__Goal of the exercise__.
Copy out the data below line for line, with no changes, and omit the pictures.

◆ ◆ ◆

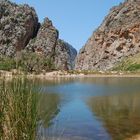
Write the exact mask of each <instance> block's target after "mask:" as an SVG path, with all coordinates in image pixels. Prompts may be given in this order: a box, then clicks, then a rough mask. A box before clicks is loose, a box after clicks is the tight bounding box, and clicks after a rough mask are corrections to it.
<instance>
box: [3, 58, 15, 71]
mask: <svg viewBox="0 0 140 140" xmlns="http://www.w3.org/2000/svg"><path fill="white" fill-rule="evenodd" d="M15 68H16V62H15V60H14V59H12V58H9V57H4V56H1V57H0V70H7V71H9V70H11V69H15Z"/></svg>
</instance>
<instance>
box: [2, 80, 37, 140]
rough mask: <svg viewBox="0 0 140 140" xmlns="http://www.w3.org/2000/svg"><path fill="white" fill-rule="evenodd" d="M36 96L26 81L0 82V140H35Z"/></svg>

◆ ◆ ◆

__Exercise response__.
Write the exact mask of each <instance> block's target after "mask:" as an SVG path, with all coordinates in image pixels. Prompts may be given in this order: a box, then clicks, then a rough mask. A box before clicks is loose, a box after clicks is the tight bounding box, and clicks after a rough mask are corrections to it.
<instance>
box: [3, 58, 15, 71]
mask: <svg viewBox="0 0 140 140" xmlns="http://www.w3.org/2000/svg"><path fill="white" fill-rule="evenodd" d="M15 68H16V62H15V60H14V59H12V58H9V57H4V56H1V57H0V70H7V71H9V70H11V69H15Z"/></svg>
</instance>
<instance>
box: [2, 80, 37, 140]
rough mask: <svg viewBox="0 0 140 140" xmlns="http://www.w3.org/2000/svg"><path fill="white" fill-rule="evenodd" d="M36 96L26 81L0 82V140H35Z"/></svg>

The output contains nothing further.